**EXERCISE REQUIREMENTS**
1. Using the passage on glucoamylase deficiency, answer each question:
(a) Which enzyme found in saliva does the passage name?
(b) Which two sugars join to form sucrose?
(c) By what other name does the passage call a poly-saccharide?
2. Reproduce, word for word, the portion of the passage on glucoamylase deficiency that opens with the words containing "Well, there are" and closes with "only use glucose.".

Well, when you were a kid did you ever lick a lollypop or eat half a carton of yogurt and then try to "save" it? When you came back it was all slimy and gross... and that's all thanks to enzymes. There are enzymes in our saliva too... in fact, one of them is amylase. Think of amylase as the Bruce Wayne to glucoamylase's Batman. They are very nearly the same, but just a little bit different.

Getting back to the pancreas- its job is to make all these different enzymes. It makes each enzyme separately, and then combines them all together into something that every overindulgent newly 21-year-old is far too familiar with: yep that's Bile. The pancreas, as we recall from 4th grade science, is made of Cells. Each cell has a different job, but many of them are tasked with making enzymes, and each enzyme-making cell only specializes in one particular enzyme. Of course, there are lots and lots of cells that are tasked with the same enzyme, so that there is enough. In order to do that, that cell needs to have the materials, and also have the instructions.

No one is completely sure, but we think that in Glucoamylase Deficiency there was a disastrous incident at the local Kinkos during the dna/baby making process, and the instructions that tell each cell how to make Glucoamylase were, for lack of a better term, all f'ed up. Some cells still muddle through, and sometimes they can mange to make a little glucoamylase. Sometimes there are a few renegade cells make a pretty wonky version of glucoamylase (which, in its wonky-ness, it totally useless) but most of the cells see the f'ed up instructions and say "to hell with it, I'm going to lunch".

The end result is that there either aren't enough cells making glucoamylase, or they just make it v-e-r-y s-lo-w-l-y. Either way, there isn't enough.

Why does this matter?

Well, there are two reasons. First, our bodies are cool and all, but most of our cells (especially our brains) are damn picky. They can only use glucose.

Glucose can come from a couple of places.  One is, well, glucose.  Found in your handy-dandy piece of fruit or candy necklace, you find it anywhere your sweet tooth is happy.  All by itself, it's called a mono-saccharide (one-sugar).  However, just like that weird gnome that is always on vacation somewhere, most of the time glucose doesn't like to roam the food pyramid alone.  Sometime it'll hook up with fructose and boom!  Common table sugar, or "sucrose".  Sometimes it will just find another glucose buddy to bond with and boom!  One of our nemesis... maltose. All of those are di-saccachrides (two-sugars).  But sometimes it won't just hook up with one friend, but they'll have a block party and form a crazy conga line down the street.  Then you've got a poly-saccharide (many-sugar), also known as our other dietary nemesis...starch.

**INFORMATION SUPPLIED**

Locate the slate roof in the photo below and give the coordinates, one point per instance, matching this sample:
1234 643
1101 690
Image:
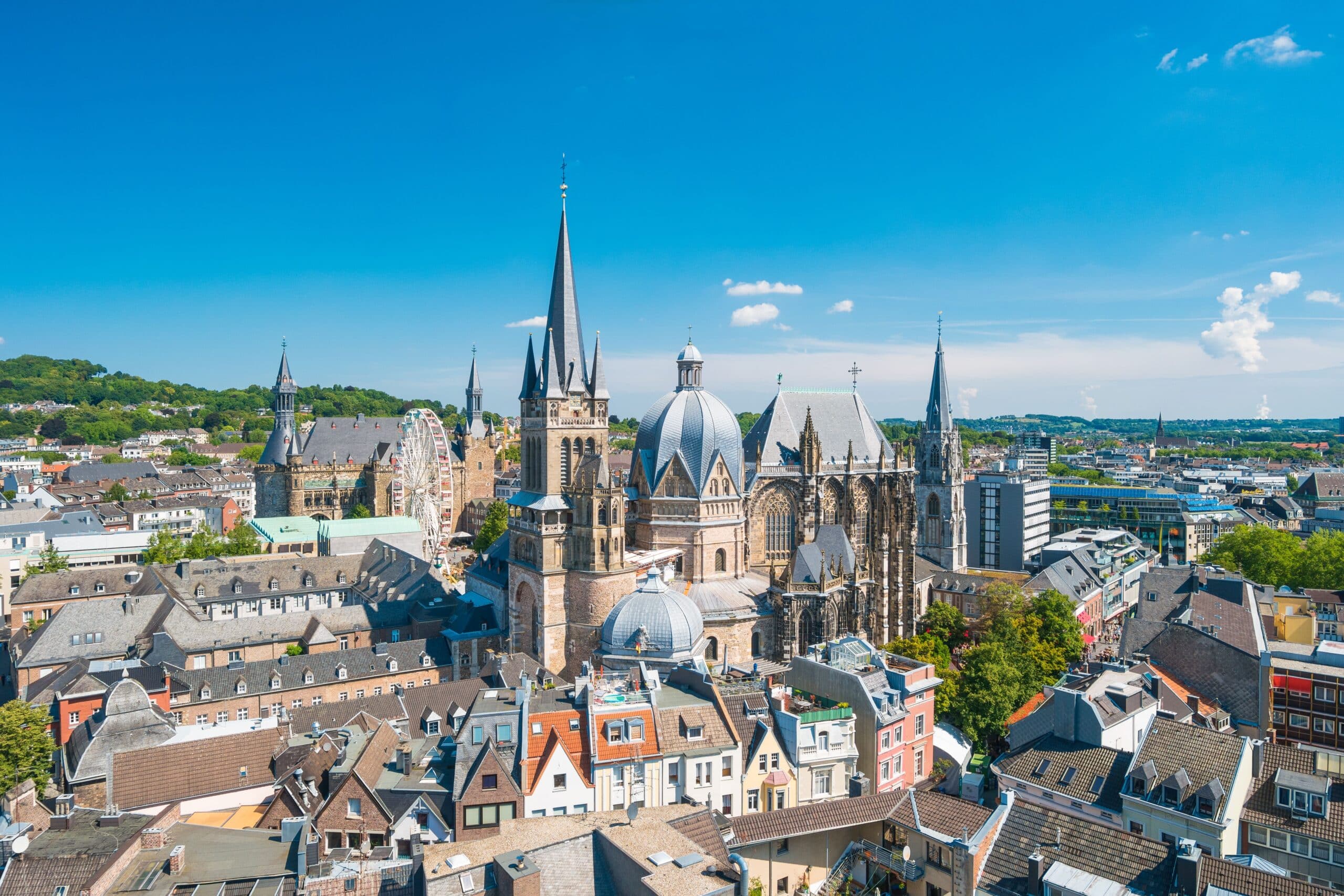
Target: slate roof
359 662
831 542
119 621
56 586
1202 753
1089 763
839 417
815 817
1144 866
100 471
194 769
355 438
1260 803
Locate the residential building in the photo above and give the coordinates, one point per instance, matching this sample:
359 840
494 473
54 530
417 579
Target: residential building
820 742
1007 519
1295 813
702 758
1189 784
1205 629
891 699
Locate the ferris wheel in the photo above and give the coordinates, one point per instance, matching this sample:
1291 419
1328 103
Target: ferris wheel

**SOLUTIONS BELOW**
1.
(a) Amylase.
(b) Glucose and fructose.
(c) Starch.

2.
Well, there are two reasons. First, our bodies are cool and all, but most of our cells (especially our brains) are damn picky. They can only use glucose.